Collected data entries
::::

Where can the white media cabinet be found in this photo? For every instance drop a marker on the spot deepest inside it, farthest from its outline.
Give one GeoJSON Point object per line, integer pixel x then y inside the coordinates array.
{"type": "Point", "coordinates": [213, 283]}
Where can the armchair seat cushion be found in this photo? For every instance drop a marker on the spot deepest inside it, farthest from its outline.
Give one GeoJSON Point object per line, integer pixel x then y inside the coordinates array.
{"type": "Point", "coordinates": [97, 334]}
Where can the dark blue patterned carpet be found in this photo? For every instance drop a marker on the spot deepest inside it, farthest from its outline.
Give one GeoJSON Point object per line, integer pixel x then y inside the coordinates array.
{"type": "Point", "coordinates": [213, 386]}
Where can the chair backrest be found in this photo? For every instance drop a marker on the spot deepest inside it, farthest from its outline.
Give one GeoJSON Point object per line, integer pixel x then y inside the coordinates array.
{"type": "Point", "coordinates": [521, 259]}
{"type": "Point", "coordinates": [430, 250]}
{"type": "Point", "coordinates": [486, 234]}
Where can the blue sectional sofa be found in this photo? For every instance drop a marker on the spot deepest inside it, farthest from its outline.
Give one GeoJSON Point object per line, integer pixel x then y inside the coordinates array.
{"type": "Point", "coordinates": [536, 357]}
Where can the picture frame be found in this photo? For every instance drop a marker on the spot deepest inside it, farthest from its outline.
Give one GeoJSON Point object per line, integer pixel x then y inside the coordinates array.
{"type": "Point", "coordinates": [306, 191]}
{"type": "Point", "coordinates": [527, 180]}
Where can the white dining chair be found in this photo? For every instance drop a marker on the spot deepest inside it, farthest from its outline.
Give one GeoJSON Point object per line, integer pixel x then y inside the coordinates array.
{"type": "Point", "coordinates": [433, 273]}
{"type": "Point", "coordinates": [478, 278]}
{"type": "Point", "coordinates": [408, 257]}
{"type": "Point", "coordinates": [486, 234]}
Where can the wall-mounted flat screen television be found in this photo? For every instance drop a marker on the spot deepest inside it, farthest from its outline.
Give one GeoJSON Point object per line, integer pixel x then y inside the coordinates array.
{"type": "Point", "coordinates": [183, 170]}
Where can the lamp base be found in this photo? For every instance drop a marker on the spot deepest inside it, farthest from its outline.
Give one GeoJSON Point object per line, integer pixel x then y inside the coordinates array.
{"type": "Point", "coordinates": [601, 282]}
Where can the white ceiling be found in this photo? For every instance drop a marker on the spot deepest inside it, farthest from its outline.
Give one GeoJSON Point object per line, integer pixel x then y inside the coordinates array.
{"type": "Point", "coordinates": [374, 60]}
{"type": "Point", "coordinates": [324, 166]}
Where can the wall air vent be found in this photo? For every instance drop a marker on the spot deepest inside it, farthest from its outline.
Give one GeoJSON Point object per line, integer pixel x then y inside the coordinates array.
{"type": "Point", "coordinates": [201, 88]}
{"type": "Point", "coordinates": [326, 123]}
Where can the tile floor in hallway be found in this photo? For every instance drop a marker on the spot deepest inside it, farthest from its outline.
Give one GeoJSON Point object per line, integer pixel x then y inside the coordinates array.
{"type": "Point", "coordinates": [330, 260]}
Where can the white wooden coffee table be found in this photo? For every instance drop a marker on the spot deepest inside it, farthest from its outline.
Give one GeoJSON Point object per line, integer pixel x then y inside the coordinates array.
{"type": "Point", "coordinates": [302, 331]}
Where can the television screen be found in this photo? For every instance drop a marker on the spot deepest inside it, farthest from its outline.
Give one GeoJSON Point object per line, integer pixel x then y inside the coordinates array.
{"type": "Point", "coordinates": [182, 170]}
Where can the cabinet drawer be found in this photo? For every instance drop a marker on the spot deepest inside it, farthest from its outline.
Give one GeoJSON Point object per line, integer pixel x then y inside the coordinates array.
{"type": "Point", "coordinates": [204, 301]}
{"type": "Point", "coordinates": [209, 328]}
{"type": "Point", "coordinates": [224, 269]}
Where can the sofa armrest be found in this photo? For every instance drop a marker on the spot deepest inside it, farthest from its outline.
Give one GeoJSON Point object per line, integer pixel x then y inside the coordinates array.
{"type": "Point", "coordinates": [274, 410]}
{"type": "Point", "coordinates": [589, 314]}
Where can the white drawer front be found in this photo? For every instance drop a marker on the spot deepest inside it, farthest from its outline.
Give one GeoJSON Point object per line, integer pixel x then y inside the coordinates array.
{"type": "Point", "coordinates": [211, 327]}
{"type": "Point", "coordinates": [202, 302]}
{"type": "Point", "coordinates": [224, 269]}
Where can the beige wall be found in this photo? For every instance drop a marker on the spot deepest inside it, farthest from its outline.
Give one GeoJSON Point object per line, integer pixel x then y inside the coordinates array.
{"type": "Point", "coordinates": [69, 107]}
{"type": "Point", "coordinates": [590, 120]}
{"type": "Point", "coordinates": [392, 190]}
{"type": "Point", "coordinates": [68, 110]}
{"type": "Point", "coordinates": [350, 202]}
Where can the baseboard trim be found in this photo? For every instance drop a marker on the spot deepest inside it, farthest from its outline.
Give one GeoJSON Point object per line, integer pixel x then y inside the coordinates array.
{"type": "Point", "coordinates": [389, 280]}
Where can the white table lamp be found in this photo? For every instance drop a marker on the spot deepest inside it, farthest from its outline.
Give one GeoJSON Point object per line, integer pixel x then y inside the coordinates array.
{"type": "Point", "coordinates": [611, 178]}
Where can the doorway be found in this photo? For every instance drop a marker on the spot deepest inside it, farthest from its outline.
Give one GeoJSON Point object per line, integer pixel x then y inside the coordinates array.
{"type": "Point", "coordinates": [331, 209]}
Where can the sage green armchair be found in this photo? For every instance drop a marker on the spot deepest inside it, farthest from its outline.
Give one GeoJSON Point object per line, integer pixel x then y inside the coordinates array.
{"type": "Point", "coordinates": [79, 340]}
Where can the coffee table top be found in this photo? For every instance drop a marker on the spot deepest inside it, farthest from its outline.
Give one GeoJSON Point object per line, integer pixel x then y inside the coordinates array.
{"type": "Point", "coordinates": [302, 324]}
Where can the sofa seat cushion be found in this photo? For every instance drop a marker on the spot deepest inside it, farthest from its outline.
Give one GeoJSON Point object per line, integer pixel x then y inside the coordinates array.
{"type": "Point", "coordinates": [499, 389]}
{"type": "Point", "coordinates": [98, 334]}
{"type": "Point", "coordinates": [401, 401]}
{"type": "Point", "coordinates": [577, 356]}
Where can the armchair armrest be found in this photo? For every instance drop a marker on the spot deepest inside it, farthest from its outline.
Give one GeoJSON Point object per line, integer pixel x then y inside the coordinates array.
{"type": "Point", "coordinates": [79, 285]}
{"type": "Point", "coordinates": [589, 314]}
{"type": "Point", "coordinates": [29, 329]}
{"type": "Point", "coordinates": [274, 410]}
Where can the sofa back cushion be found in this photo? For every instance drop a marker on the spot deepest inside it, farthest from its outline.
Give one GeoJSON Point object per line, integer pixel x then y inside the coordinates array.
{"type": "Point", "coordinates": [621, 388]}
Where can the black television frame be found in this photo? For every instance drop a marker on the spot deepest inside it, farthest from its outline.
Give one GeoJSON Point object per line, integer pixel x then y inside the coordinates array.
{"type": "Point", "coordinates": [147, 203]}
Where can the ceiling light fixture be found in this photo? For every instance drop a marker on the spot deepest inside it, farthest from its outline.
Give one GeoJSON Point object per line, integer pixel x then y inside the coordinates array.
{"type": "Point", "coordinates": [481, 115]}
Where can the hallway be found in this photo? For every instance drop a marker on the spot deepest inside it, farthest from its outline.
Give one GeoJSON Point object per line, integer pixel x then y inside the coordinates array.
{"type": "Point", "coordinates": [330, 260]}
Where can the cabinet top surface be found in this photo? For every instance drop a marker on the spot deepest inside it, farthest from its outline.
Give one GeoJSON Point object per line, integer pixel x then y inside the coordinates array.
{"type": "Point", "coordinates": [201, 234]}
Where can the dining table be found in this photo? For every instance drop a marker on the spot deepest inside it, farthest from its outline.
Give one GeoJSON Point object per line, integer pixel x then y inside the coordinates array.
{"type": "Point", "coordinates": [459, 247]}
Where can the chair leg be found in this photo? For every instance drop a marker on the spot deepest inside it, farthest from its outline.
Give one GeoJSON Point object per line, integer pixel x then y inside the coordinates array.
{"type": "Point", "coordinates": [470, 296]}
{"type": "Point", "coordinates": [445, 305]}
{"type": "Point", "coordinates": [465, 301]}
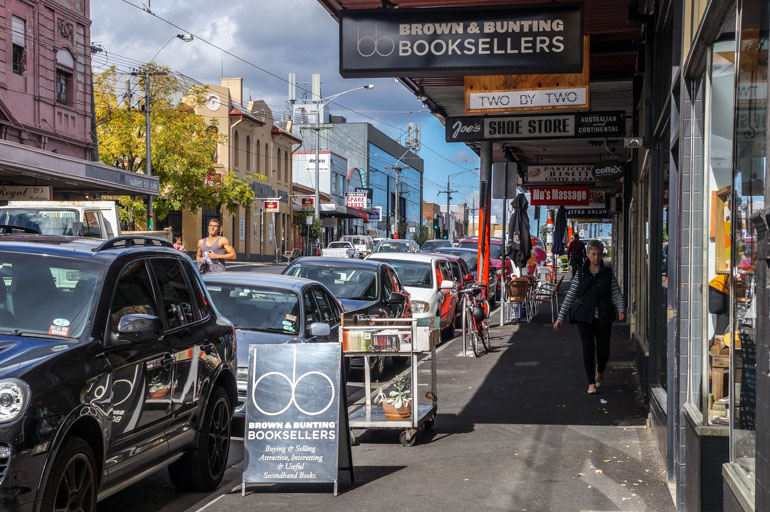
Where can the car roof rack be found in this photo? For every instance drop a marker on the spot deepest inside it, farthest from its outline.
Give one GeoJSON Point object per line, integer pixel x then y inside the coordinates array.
{"type": "Point", "coordinates": [130, 241]}
{"type": "Point", "coordinates": [9, 228]}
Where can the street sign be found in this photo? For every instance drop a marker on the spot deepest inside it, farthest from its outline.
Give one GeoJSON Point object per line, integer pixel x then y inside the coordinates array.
{"type": "Point", "coordinates": [376, 214]}
{"type": "Point", "coordinates": [366, 190]}
{"type": "Point", "coordinates": [580, 174]}
{"type": "Point", "coordinates": [25, 193]}
{"type": "Point", "coordinates": [530, 127]}
{"type": "Point", "coordinates": [272, 206]}
{"type": "Point", "coordinates": [558, 196]}
{"type": "Point", "coordinates": [499, 172]}
{"type": "Point", "coordinates": [434, 42]}
{"type": "Point", "coordinates": [356, 199]}
{"type": "Point", "coordinates": [610, 171]}
{"type": "Point", "coordinates": [292, 432]}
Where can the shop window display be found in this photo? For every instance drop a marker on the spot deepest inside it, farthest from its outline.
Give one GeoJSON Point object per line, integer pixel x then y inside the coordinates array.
{"type": "Point", "coordinates": [717, 241]}
{"type": "Point", "coordinates": [748, 197]}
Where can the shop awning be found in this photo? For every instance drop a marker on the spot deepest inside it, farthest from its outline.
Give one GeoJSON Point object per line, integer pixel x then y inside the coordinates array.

::::

● **Set task**: Begin with the line that contains "Where can the shop window" and quote each line after it exactly, stopping after the last line of the data.

● **Result of this exercise**:
Where can the shop window display be found in this photo? For every instance drop a marker on the spot deepest inside it, farthest from its outline.
Give one GeoJSON Point object per line, integer pixel x then y inside the coordinates array.
{"type": "Point", "coordinates": [717, 241]}
{"type": "Point", "coordinates": [748, 197]}
Where can the shop awning be found in this photo? For every instance drop a marker on the spot deepest inside it, farthest from its outline.
Give one GeoJSON Point object per line, integer pixel x then y inside the coordinates array.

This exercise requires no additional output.